### Selected excerpt
* START *
Monday, June 13, 2011

The far fabled train station of Hansfield


Dear reader, you are probably going to take what I say with a pinch of salt, or some other condiment of your choice, but what I am about to tell you is the God’s honest truth, may Lionel Ritchie come and sing for me in my sitting room if I’m telling one word of a lie.
The other morning (not this one, the other one), just as the sun was peeping out over the unopened Ongar Community Centre, I happened to be passing by the roundabout that leads to the as-yet-unfinished Kelly’s pub, when I happened to glance down past the incomplete Barnwell estate in a general south-westerly direction.
The sight, I have to tell you, took my breath away and it was only after many threats that I managed to retrieve it.
There, its sapphire blue coloured dome glistening in the first rays of dawn, stood the far fabled, internationally renowned, mystical train station of Hansfield.
People may tell you that it is a myth, the stuff of legend but no more than that, like the lost city of Atlantis or full employment, but I saw it there, shimmering in all its ornamental splendour. I felt like stout Cortez when he first set eyes upon the Taj Mahal or Marco Polo stepping down onto the moon’s surface for the first time or maybe Howard Carter when he discovered the source of the Himalayas.
For ten seconds, maybe thirteen, certainly no longer than fifteen, I stood and gazed at its irridescent splendour and a choir of angels, unseen in heaven, seemed to raise a melodious chorus of Love Plus One by Haircut 100. The air was suddenly filled with a beautiful incense and a vague sense of absolute beauty came over me, which I later attributed to trapped wind.
And then, as suddenly as it came, it was gone again, enveloped in a mystical cloud that descended from on high, which is the best place for clouds to descend from. I started to run towards it but instantly realised the futility of my actions and stopped and picked my nose instead.
Had I been dreaming? I pinched myself to find out and was reassured when I cried “Ouch!” and slapped myself back.
For those of you who may not know, the train station at Hansfield was supposedly located roughly midway along the branch line between Clonsilla and Dunboyne. Its purpose was to save the good commuters of Ongar and Castaheany from travelling into darkest Clonsilla and snarling up the traffic system there but seemingly it was built without a road leading to it and was never used.
* END *
### Given problem A
Condense the paragraph of the Hansfield post that begins "For those of you who may not know" into two shorter sentences, keeping its main facts.
### Given problem B
Reproduce the stretch of the Hansfield post from "There, its sapphire" through "of the Himalayas.".
The lines after this point are not needed.

### Data shown
* START *
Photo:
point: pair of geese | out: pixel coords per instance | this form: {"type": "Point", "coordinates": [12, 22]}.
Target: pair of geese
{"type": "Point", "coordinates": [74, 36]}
* END *
### Worked solution A
The Hansfield train station was reportedly located about halfway along the branch line between Clonsilla and Dunboyne. It was meant to keep commuters from Ongar and Castaheany from traveling into Clonsilla and congesting its traffic, but it was apparently built without an access road and never used.

### Worked solution B
There, its sapphire blue coloured dome glistening in the first rays of dawn, stood the far fabled, internationally renowned, mystical train station of Hansfield.
People may tell you that it is a myth, the stuff of legend but no more than that, like the lost city of Atlantis or full employment, but I saw it there, shimmering in all its ornamental splendour. I felt like stout Cortez when he first set eyes upon the Taj Mahal or Marco Polo stepping down onto the moon’s surface for the first time or maybe Howard Carter when he discovered the source of the Himalayas.